» Instructions for the task: From the DR6 register email below, copy out everything from "On Tue, Jun" down to "00000000fffe0ff0 for eg.", word for word.

On Tue, Jun 18, 2013 at 10:07:30AM -0400, Dave Jones wrote:
> My intent here was to ignore cases where the reserved bits haven't
> been set. I occasionally see DR6: 00000000fffe0ff0 for eg.
That's bit 16 which, according to the docs is read-as-1:
"All remaining bits in the DR6 register are reserved. Reserved bits
31:16 and 11:4 must all be set to 1, while reserved bit 12 must be
cleared to 0. In 64-bit mode, the upper 32 bits of DR6 are reserved and
must be written with zeros. Writing a 1 to any of the upper 32 bits
results in a general-protection exception, #GP(0)."
This above if from AMD APM and Intel's SDM has a graphic showing the
exact same thing:
[31:16] = set to 1; [12] = 0b, [11:4] = 1b
So if you see bit 16 cleared, then some BIOS or even hardware is doing
funky things. I wouldn't wonder at all if BIOS dudes used reserved bits
in registers as scratch space.
> But maybe you're right, and that is a clue and is worth printing ? I
> can't personally recall ever diagnosing a bug using those register
> dumps in the last 15 years.
Right, I don't know whether it would always help but if you have an
oops and see, say bit 0 in DR6 set, i.e. a debug exception was caused
by address breakpoint condition in DR0, then that could be useful info,
methinks.
Thanks.
--
Regards/Gruss,
Boris.
Sent from a fat crate under my desk. Formatting is fine.

» Recorded information:

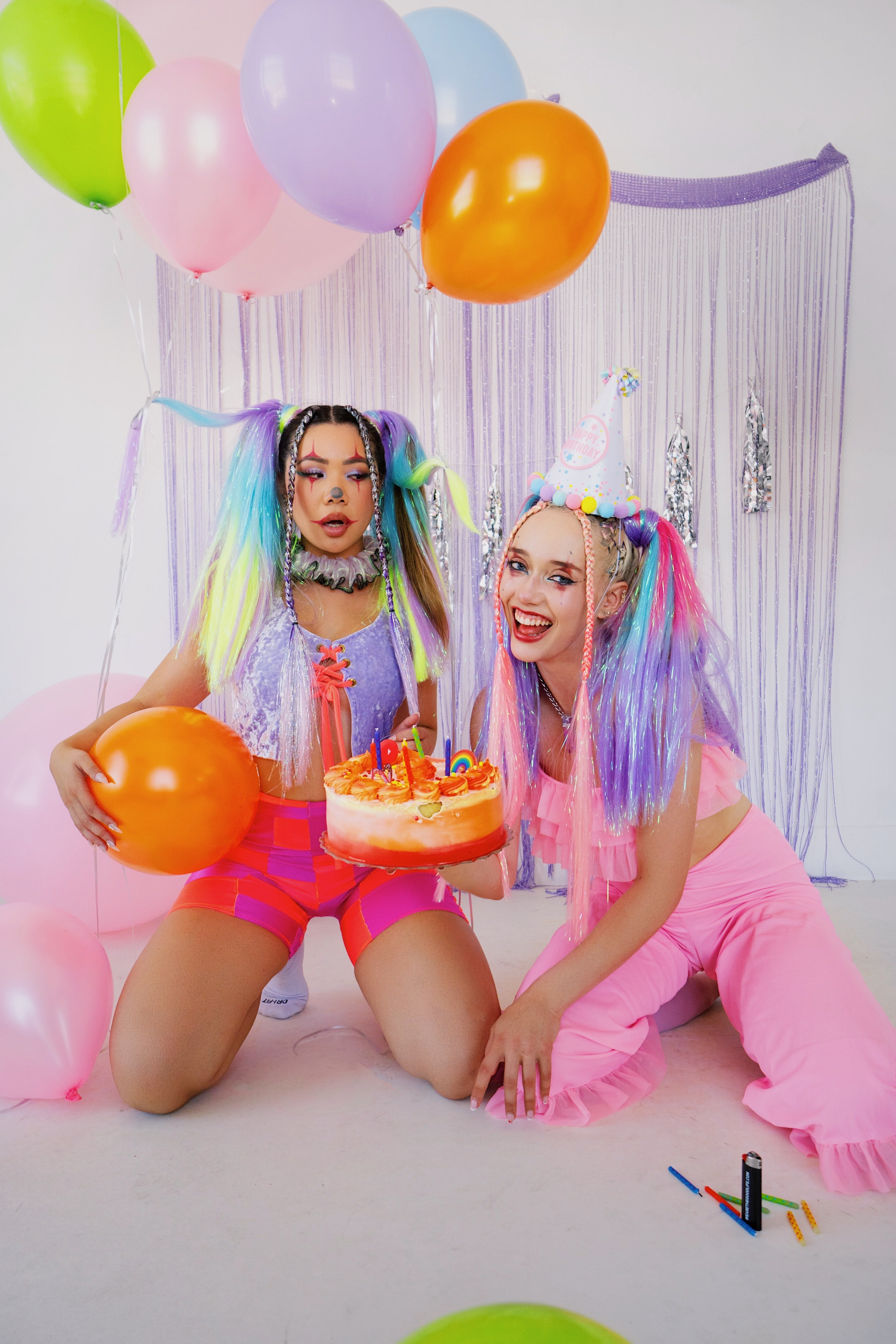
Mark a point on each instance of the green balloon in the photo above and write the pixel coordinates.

--

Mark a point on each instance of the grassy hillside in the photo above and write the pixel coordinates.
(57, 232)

» Answer to this problem:
On Tue, Jun 18, 2013 at 10:07:30AM -0400, Dave Jones wrote:
> My intent here was to ignore cases where the reserved bits haven't
> been set. I occasionally see DR6: 00000000fffe0ff0 for eg.